> [PROBLEM TO SOLVE] State how many rows below contain the string "concrete", counting only case-exact matches. Reply with the number alone.

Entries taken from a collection

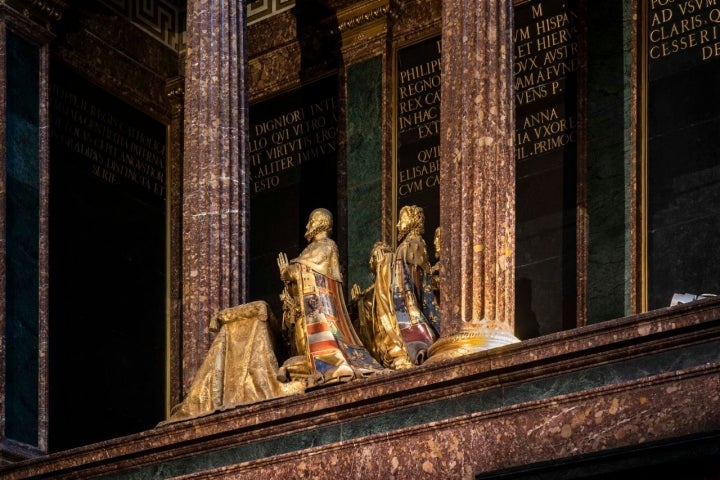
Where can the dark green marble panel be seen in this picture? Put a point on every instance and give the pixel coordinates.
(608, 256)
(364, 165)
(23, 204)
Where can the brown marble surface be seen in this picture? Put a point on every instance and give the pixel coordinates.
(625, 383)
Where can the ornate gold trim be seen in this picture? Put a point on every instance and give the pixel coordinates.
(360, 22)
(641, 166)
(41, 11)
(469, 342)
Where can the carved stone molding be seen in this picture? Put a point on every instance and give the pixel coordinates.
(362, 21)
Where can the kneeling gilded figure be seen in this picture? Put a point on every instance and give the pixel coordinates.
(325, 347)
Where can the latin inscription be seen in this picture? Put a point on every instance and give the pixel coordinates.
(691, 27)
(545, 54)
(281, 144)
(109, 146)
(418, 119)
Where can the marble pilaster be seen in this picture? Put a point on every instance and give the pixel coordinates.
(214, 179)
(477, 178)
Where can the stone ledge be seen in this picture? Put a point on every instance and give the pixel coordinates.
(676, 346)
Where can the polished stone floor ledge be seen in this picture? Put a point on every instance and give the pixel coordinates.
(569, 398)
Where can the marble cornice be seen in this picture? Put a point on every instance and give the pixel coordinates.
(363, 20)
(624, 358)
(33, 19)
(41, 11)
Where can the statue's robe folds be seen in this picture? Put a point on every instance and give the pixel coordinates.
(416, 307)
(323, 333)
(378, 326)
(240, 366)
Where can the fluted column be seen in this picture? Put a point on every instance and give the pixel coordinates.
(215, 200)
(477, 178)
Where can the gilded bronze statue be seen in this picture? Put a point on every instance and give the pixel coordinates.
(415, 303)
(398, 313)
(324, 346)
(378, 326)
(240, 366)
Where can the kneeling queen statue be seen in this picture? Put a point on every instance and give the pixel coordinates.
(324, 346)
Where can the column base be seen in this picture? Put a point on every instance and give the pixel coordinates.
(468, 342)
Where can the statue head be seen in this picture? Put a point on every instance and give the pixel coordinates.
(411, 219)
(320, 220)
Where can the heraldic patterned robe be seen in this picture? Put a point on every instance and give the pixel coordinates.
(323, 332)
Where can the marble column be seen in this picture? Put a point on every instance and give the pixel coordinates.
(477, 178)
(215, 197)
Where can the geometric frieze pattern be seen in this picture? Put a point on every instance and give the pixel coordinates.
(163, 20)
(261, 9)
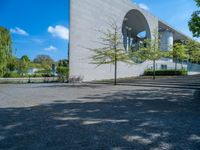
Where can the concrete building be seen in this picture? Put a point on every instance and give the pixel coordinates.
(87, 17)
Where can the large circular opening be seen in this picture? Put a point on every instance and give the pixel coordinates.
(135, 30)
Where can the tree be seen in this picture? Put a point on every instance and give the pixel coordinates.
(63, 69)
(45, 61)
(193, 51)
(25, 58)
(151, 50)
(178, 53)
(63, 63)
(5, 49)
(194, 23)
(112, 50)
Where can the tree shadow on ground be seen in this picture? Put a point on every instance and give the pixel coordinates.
==
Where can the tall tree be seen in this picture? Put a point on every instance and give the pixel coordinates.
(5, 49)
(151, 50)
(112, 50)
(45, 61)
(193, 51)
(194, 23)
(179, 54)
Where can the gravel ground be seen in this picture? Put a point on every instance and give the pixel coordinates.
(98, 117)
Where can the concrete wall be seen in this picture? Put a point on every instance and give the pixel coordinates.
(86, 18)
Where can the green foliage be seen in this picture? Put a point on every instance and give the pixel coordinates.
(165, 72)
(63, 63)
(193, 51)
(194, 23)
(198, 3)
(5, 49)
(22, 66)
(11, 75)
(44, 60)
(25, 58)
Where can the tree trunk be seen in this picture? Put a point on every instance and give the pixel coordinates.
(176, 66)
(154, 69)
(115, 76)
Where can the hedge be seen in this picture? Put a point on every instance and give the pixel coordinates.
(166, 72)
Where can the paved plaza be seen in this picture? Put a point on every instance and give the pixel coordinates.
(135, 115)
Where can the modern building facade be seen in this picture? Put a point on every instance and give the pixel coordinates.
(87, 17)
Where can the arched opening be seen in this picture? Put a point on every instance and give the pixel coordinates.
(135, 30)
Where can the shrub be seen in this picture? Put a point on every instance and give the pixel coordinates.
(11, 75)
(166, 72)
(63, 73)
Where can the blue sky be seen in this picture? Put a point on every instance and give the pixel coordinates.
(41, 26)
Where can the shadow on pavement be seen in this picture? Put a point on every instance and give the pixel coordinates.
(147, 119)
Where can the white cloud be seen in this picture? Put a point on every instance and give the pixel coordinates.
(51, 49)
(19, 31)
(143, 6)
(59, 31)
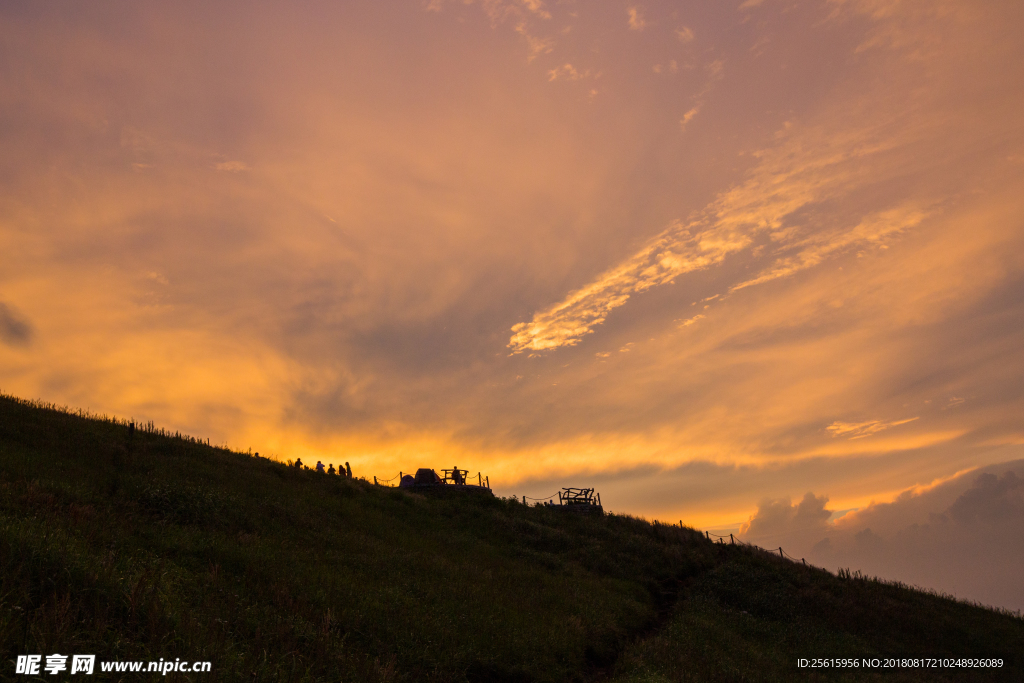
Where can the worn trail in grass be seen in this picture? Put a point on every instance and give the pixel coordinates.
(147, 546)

> [OUTPUT OF THE TASK] 2